::: Data for processing

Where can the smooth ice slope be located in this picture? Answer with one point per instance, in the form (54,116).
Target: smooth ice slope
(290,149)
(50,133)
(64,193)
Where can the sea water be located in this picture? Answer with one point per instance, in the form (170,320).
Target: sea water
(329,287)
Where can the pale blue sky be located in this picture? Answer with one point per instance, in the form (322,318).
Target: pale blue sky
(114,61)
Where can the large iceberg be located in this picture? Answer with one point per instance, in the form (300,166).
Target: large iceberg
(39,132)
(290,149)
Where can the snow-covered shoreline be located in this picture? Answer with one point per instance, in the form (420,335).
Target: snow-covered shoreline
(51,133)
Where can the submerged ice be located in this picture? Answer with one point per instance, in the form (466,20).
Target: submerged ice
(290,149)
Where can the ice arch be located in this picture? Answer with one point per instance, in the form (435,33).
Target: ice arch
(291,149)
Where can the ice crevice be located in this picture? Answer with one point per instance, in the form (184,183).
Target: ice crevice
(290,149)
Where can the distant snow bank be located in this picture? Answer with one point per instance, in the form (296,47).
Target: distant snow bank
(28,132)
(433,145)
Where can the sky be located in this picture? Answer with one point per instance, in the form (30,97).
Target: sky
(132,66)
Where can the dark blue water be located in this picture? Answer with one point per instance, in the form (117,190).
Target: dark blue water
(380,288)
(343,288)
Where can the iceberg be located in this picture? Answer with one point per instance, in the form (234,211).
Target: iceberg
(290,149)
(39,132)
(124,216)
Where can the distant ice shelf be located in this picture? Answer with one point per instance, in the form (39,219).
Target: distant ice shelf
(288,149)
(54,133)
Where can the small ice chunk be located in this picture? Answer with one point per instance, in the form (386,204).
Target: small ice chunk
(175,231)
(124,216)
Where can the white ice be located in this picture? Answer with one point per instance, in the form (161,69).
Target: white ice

::::::

_What to produce_: Rewrite the listing above, changing every "Target" to "Label" and leaving everything else unchanged.

_Worked solution_:
Where can the smooth ice slope be located in this picture? Answer with one point per instance, in the form (54,116).
Label: smooth ice slope
(290,149)
(50,133)
(64,193)
Where can the sea water be located in this picture? Answer with one point per instance, in the form (170,320).
Label: sea water
(329,287)
Where can the pale blue sky be located in this picture? Answer with one point per instance, in the form (322,318).
Label: pale blue sky
(114,61)
Where can the large iceberg be located in this picture? Answer with one point per instance, in the form (300,166).
Label: large iceberg
(39,132)
(290,149)
Where can the snow-covered shoreline be located in this picture? Answer with one point per instance, in the form (420,335).
Label: snow-covered shoreline
(51,133)
Where can the submerged ice be located in this picture? Answer with one point per instance, in the form (466,20).
Label: submerged ice
(290,149)
Where can the ice arch be located in this picture? Answer with one point per instance, in the form (435,33).
Label: ice arch
(291,149)
Where can the ice crevice be located in this picture? Answer with one point per instance, in the form (184,183).
Label: ice crevice
(290,149)
Where can the distant snow bank be located in this picture? Answer with one point per instance, in the form (296,47).
Label: distant snow bank
(28,132)
(433,145)
Where can the sky be located in this picture? Answer with one point per instance, in the form (30,97).
Label: sky
(132,66)
Where can the dark blue water be located in this picture? Answer with one point per instance, in the form (117,190).
Label: dark blue water
(380,288)
(343,288)
Where can the iceberg be located in this picture? Answer with one point per instance, in the form (234,211).
Label: iceberg
(290,149)
(39,132)
(124,216)
Where can the distant ice shelf be located in this picture? Answer with one point per instance, in the form (39,219).
Label: distant ice shelf
(288,149)
(54,133)
Where can the small ice chunk be located in this picture? Answer with one point per instance, in the form (386,204).
Label: small ice chunk
(175,231)
(124,216)
Where can the white ice be located in this picture? Answer with one point per instance, in the form (161,69).
Label: white ice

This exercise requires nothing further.